■ **DIRECTIONS**:
Leave out the pictures, and quote exactly the lines running from the one with "like [80, 66]." through the last line of the entries below.

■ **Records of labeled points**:
<<<<

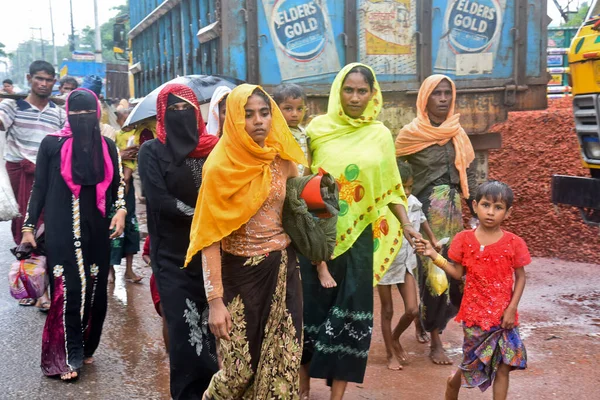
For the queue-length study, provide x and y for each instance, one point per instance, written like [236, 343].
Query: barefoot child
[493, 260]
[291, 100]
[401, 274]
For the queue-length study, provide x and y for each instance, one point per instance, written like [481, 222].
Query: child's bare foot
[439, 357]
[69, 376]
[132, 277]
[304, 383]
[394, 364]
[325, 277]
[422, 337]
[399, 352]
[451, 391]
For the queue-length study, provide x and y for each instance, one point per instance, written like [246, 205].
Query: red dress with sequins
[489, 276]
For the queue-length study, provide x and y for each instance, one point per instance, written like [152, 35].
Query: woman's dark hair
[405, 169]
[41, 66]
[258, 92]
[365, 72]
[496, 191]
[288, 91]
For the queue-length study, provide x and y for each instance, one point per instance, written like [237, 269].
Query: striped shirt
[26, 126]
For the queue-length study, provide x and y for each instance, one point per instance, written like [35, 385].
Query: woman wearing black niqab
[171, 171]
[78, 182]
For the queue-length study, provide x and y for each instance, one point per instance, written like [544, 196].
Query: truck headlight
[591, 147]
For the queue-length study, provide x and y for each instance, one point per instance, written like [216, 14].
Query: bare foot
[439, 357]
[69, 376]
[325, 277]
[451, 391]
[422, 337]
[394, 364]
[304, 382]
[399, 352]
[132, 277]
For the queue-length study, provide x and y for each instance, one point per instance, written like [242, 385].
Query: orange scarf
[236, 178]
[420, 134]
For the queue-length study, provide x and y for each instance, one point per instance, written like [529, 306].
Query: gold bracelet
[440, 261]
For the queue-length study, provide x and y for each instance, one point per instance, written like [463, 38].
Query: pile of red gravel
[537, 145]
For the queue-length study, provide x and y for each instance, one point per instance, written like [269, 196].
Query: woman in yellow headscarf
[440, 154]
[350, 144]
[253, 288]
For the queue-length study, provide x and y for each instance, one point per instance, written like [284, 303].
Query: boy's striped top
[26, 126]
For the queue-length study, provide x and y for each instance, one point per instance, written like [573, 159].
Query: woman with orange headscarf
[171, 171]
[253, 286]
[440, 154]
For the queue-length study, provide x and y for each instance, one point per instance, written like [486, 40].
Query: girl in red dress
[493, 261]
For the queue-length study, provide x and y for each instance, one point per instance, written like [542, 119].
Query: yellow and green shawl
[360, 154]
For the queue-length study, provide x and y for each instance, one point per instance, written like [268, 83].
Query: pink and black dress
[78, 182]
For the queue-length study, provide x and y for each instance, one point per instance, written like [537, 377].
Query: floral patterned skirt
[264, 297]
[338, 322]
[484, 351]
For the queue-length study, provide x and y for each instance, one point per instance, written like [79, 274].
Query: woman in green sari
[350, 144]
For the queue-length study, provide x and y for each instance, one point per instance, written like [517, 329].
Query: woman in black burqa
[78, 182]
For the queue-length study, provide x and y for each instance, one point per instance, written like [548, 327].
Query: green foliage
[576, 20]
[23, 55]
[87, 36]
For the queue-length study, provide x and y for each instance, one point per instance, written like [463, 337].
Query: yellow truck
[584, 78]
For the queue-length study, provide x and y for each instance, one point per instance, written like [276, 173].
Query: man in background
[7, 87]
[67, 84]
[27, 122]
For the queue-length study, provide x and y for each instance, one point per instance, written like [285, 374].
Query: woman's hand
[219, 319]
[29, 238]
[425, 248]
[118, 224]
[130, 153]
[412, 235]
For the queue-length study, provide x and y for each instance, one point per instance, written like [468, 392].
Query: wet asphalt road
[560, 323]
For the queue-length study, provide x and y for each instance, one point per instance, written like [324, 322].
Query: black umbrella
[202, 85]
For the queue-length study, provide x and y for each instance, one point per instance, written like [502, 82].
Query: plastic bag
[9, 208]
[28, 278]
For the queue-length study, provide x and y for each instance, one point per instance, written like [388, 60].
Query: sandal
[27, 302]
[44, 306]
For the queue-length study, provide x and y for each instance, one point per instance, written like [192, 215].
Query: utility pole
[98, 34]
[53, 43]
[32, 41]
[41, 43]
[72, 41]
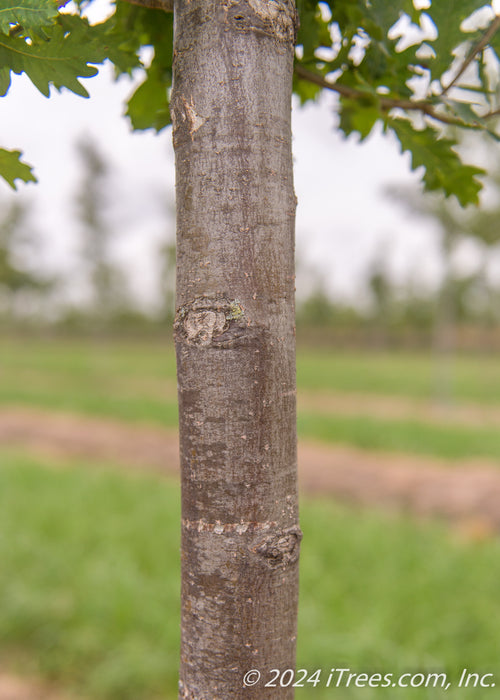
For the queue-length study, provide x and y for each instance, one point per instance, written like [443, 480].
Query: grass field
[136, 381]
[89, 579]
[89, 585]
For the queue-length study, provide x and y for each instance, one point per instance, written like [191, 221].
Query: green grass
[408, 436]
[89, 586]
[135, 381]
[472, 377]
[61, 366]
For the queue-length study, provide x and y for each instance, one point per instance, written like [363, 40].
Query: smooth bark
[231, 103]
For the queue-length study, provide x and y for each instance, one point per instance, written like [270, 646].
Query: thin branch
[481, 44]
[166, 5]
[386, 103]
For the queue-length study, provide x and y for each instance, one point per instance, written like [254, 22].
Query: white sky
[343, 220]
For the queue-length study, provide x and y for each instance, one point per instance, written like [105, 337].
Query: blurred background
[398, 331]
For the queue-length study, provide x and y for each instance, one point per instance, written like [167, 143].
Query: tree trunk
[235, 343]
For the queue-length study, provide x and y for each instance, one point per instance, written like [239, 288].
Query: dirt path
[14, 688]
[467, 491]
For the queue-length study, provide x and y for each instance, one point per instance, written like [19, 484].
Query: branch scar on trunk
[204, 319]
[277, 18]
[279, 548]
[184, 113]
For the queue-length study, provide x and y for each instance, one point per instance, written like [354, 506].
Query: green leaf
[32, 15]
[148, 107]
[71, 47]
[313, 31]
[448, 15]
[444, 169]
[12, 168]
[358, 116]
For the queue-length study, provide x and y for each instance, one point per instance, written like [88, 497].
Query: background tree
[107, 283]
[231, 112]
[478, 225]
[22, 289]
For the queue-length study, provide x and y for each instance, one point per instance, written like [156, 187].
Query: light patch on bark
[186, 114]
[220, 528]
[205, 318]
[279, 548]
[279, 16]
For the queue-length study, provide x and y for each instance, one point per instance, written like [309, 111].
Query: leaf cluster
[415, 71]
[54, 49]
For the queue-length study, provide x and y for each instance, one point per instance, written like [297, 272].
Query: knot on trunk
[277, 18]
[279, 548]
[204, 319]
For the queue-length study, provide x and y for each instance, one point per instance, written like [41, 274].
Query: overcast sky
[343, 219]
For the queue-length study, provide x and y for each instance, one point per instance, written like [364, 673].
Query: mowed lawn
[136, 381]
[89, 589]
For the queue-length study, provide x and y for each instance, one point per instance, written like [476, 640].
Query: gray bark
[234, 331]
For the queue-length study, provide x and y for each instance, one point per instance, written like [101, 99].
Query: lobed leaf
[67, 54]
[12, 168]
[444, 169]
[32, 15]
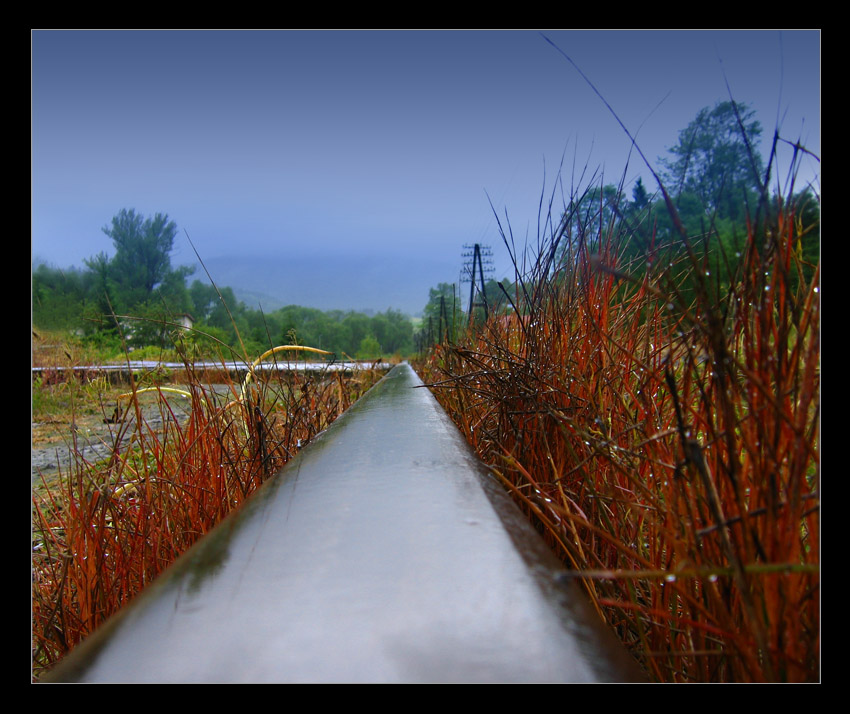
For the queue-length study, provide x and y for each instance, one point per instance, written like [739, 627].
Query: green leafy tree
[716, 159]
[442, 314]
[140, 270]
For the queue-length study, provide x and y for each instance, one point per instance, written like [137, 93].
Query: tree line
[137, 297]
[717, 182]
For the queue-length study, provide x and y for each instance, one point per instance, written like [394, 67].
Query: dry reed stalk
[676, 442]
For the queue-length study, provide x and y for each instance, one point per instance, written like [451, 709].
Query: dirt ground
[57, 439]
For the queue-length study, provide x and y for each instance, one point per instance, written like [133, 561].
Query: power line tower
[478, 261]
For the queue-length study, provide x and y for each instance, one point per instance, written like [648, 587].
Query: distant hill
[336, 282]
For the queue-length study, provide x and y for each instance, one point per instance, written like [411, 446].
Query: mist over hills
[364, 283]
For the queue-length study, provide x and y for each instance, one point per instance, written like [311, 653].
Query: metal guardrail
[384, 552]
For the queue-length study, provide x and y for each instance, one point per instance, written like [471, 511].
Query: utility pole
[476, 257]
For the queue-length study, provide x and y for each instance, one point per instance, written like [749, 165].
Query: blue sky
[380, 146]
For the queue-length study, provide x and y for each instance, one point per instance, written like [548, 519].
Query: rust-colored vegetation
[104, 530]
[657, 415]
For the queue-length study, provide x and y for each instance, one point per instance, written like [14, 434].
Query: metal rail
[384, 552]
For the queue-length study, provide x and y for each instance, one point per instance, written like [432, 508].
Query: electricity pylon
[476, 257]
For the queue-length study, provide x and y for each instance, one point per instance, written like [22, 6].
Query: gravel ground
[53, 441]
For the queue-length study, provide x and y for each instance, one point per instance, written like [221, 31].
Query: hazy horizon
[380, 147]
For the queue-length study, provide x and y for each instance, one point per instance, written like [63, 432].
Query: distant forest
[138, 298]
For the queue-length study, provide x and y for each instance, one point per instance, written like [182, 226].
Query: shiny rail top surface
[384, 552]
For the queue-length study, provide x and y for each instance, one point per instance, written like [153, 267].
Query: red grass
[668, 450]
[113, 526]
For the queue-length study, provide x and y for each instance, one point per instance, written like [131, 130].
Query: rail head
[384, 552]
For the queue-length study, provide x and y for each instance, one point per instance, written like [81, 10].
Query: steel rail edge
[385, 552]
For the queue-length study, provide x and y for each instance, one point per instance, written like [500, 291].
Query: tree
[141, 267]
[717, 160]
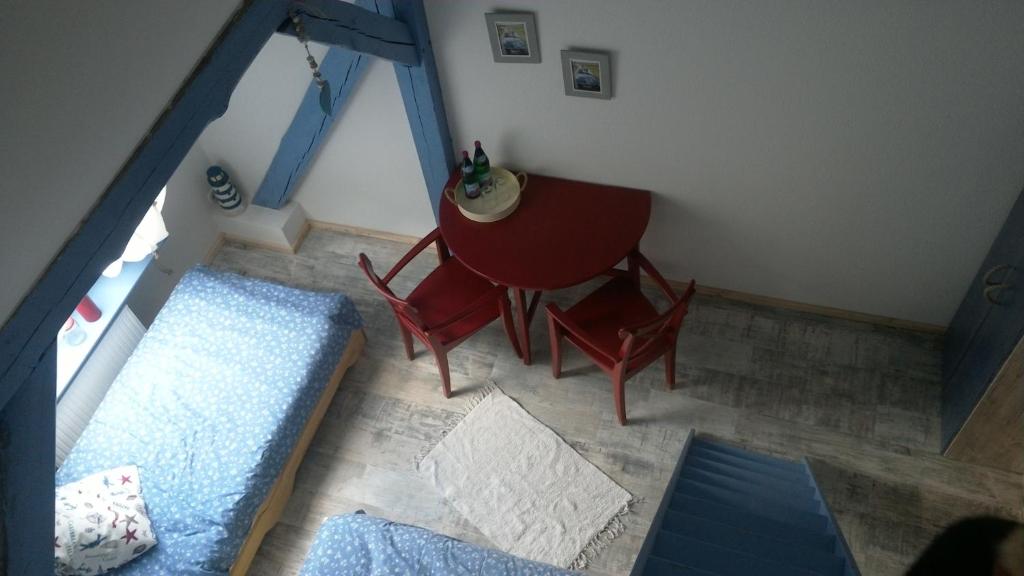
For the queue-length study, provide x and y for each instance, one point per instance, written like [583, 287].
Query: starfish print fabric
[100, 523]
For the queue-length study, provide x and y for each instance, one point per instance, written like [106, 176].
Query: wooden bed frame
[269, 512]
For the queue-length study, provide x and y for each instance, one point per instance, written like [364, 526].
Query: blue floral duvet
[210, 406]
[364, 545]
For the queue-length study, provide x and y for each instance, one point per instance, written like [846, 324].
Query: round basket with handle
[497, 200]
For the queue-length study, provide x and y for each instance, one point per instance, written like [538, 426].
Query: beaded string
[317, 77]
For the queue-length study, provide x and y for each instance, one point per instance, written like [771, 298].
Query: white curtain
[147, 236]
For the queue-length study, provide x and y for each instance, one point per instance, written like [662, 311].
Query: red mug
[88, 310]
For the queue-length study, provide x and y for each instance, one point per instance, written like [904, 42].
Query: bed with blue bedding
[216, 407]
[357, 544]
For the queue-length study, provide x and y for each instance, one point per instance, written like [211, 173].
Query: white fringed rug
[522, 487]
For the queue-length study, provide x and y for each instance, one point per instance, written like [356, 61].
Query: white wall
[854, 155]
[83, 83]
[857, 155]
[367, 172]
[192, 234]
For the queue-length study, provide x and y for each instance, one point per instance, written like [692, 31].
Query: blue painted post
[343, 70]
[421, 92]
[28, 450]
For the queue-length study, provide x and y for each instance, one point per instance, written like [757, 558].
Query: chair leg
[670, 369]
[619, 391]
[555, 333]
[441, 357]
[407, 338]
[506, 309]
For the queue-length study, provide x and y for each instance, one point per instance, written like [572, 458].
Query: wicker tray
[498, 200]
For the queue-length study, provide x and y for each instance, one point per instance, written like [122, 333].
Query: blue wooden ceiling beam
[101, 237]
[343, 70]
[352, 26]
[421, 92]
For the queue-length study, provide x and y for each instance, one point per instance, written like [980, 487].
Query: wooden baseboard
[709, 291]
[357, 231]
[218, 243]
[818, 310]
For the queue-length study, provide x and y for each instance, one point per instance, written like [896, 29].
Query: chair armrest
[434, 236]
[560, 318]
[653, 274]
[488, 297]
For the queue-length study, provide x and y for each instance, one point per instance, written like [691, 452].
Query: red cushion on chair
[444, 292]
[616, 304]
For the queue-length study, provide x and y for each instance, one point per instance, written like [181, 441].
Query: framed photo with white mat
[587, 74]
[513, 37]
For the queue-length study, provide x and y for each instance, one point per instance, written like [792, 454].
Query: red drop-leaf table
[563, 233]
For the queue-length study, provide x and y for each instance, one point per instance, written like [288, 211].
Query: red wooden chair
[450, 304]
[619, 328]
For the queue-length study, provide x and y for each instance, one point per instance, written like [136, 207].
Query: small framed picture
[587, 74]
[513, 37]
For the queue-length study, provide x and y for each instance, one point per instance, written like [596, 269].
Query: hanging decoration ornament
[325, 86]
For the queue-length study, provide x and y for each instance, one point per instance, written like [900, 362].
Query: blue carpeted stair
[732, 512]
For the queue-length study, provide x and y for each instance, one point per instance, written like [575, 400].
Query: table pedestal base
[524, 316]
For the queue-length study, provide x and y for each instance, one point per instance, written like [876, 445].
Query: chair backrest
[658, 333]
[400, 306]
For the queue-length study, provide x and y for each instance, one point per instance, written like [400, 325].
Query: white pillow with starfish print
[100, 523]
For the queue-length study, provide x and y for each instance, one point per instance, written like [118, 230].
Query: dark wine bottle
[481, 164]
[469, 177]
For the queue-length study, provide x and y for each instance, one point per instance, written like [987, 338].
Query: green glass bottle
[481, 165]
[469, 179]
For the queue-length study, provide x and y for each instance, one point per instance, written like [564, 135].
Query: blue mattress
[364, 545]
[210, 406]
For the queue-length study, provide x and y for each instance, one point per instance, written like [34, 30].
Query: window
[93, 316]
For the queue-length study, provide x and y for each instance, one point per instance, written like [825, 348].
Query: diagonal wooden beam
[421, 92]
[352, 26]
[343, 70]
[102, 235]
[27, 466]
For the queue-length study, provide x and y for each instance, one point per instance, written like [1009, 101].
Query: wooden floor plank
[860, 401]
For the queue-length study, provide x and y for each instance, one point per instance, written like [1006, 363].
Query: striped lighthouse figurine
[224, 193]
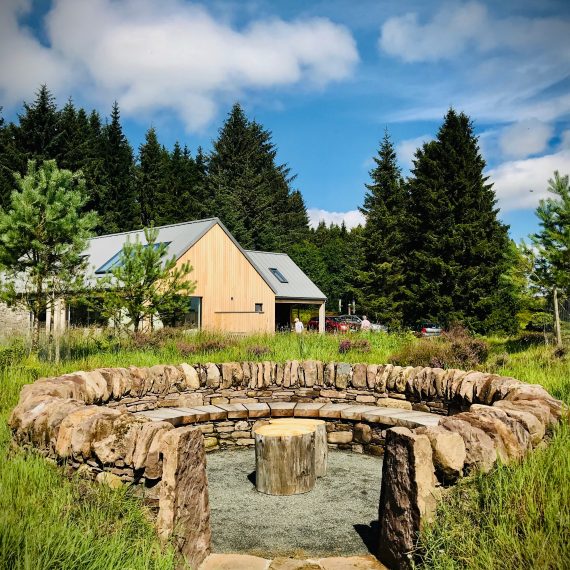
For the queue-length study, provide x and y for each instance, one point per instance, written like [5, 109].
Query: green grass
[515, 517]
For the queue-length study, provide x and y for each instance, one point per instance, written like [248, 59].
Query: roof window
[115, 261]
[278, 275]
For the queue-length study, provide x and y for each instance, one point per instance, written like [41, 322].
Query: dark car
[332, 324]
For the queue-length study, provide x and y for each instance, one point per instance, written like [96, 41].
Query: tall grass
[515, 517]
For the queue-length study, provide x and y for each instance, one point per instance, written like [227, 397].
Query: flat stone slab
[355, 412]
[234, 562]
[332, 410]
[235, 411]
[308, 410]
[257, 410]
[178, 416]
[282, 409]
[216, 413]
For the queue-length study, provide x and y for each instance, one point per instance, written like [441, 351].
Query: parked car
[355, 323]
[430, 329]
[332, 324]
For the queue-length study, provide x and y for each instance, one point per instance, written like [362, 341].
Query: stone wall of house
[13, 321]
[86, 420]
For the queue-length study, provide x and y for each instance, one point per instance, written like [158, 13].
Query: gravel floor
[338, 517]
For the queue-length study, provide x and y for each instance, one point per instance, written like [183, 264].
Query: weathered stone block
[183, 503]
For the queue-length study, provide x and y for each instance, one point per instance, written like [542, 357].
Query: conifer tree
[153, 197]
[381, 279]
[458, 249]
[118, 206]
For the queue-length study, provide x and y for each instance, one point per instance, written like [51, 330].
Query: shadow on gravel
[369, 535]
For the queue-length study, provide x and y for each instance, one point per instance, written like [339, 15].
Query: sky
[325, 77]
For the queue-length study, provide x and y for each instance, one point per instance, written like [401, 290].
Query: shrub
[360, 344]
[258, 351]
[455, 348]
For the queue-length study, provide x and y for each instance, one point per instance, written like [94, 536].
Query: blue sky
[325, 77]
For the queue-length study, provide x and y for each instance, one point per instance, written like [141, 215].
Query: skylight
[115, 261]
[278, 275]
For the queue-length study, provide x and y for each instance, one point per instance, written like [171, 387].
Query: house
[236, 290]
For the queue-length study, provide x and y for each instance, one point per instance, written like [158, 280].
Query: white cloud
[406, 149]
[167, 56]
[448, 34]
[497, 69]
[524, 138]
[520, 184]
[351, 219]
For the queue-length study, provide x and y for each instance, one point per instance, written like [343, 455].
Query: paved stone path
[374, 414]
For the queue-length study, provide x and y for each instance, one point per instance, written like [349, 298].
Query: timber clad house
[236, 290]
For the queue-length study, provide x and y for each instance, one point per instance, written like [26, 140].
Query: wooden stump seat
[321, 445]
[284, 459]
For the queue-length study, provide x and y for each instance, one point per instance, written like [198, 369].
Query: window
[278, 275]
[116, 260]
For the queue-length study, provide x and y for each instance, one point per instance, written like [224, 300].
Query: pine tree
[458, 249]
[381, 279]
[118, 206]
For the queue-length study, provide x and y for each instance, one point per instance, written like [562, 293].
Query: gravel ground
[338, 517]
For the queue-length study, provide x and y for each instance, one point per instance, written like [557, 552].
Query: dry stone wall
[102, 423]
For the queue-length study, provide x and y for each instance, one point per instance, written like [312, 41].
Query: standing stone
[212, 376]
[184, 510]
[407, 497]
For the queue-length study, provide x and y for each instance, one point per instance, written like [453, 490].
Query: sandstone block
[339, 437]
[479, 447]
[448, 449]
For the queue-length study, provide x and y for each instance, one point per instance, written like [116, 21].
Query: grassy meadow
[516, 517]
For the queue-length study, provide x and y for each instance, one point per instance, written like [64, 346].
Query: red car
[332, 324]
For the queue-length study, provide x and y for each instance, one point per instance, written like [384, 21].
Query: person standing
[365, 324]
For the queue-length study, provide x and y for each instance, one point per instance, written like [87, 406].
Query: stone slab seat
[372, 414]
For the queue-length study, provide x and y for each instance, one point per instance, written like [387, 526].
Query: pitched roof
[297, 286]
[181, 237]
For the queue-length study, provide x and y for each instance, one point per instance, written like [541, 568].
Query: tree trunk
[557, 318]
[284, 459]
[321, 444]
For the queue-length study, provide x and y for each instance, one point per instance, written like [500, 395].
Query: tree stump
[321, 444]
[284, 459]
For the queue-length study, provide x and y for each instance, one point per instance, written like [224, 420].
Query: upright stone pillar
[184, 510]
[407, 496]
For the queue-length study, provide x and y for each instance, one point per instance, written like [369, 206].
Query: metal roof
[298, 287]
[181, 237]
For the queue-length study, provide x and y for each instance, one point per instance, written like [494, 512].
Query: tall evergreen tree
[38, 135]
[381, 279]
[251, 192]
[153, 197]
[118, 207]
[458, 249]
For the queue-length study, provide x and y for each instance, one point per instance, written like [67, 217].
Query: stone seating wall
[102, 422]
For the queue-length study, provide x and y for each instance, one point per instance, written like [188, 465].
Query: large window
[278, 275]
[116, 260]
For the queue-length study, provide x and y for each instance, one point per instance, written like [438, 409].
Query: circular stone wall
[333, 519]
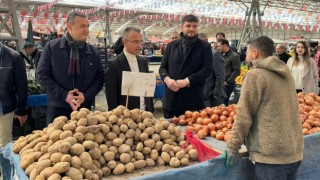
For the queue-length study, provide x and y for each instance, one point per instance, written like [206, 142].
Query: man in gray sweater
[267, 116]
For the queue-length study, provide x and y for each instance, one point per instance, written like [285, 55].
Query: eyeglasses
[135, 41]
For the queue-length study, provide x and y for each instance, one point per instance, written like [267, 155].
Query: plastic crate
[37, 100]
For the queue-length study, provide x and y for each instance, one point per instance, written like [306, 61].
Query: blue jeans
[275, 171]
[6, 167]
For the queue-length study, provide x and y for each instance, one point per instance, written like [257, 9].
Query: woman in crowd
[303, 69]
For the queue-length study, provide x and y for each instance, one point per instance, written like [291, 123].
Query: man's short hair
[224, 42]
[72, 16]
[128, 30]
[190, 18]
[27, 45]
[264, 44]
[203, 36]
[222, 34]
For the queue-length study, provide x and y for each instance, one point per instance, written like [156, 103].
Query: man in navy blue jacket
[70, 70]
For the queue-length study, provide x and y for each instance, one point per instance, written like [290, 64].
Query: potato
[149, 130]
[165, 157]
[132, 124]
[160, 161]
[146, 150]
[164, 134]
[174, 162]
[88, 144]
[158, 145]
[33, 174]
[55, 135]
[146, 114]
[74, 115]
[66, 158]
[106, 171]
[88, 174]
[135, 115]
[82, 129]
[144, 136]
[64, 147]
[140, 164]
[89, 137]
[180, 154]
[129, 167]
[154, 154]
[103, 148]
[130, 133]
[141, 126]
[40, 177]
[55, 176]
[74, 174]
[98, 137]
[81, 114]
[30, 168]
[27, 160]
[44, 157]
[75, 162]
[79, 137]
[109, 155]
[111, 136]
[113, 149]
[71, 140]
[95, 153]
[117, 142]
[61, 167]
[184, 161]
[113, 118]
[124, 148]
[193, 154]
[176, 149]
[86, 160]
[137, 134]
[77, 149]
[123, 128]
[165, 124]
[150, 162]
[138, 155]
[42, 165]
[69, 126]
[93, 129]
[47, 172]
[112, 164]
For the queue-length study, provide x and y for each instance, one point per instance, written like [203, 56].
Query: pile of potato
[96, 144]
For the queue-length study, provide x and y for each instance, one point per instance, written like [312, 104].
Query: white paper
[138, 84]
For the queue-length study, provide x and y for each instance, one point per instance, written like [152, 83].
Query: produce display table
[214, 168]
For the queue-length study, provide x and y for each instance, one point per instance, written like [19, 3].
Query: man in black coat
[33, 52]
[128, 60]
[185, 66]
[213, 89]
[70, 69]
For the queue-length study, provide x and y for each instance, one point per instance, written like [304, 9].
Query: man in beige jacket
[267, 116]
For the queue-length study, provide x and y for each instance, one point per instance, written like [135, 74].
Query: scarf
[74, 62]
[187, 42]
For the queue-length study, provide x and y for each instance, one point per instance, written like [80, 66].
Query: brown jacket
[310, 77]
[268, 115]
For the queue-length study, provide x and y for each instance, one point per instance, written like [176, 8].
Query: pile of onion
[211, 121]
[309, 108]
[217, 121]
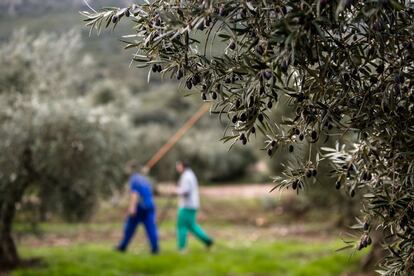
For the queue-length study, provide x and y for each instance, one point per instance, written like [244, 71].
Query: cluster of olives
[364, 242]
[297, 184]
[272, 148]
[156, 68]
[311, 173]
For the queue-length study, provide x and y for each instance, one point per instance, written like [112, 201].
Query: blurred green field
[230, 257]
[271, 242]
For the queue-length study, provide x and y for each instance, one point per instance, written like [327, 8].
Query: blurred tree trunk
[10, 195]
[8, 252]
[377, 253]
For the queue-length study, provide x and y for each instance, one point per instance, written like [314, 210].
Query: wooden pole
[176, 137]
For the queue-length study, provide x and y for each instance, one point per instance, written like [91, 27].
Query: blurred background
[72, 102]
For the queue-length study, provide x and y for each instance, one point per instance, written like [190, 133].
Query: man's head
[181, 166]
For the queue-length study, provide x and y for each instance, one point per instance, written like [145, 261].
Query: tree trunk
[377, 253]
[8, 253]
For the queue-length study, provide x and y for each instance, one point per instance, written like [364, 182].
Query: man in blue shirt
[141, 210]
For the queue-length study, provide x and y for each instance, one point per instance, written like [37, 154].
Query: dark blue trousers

>>>>

■ **RESPONSE**:
For the queue-length study, provide x and y for each instance, one point per instance, written like [80, 66].
Query: brown jacket
[310, 77]
[268, 115]
For the queue-length study, provide x and y for each instance, one point per instance, written like [176, 8].
Query: pile of onion
[211, 121]
[309, 108]
[217, 121]
For the queue-length study, provide x and y for each instance, one point per instance, written like [244, 71].
Query: cluster of olives
[364, 242]
[297, 184]
[272, 148]
[156, 68]
[311, 173]
For the queue-length study, provide x and y for each instance, one point per instance, written like [112, 201].
Query: blurred green field
[230, 257]
[271, 242]
For the queue-length study, provide x and y for each instance, one point per instance, written like [327, 8].
Query: blurred tree trunk
[10, 195]
[8, 252]
[377, 253]
For the queue-length study, provide x and y for each instance, one point per instance, written like [314, 210].
Query: wooden pole
[176, 137]
For the queue-length study, provide x and y for each instance, one point per instance, written like [91, 27].
Query: blurred background
[72, 102]
For the queue-length study, provide x and y for each instance, one point per instance, written like [190, 133].
Query: man's head
[181, 166]
For the queue-length study, provide x and y for each instance, one point per instance, written like [145, 261].
Query: tree trunk
[377, 253]
[8, 253]
For the queue-length study, provide x and y for each instance, one point per instance, written like [364, 182].
Query: man in blue shirt
[141, 210]
For the queue-length study, provide x and y for each instance, one point per instance, written like [37, 154].
Query: dark blue trousers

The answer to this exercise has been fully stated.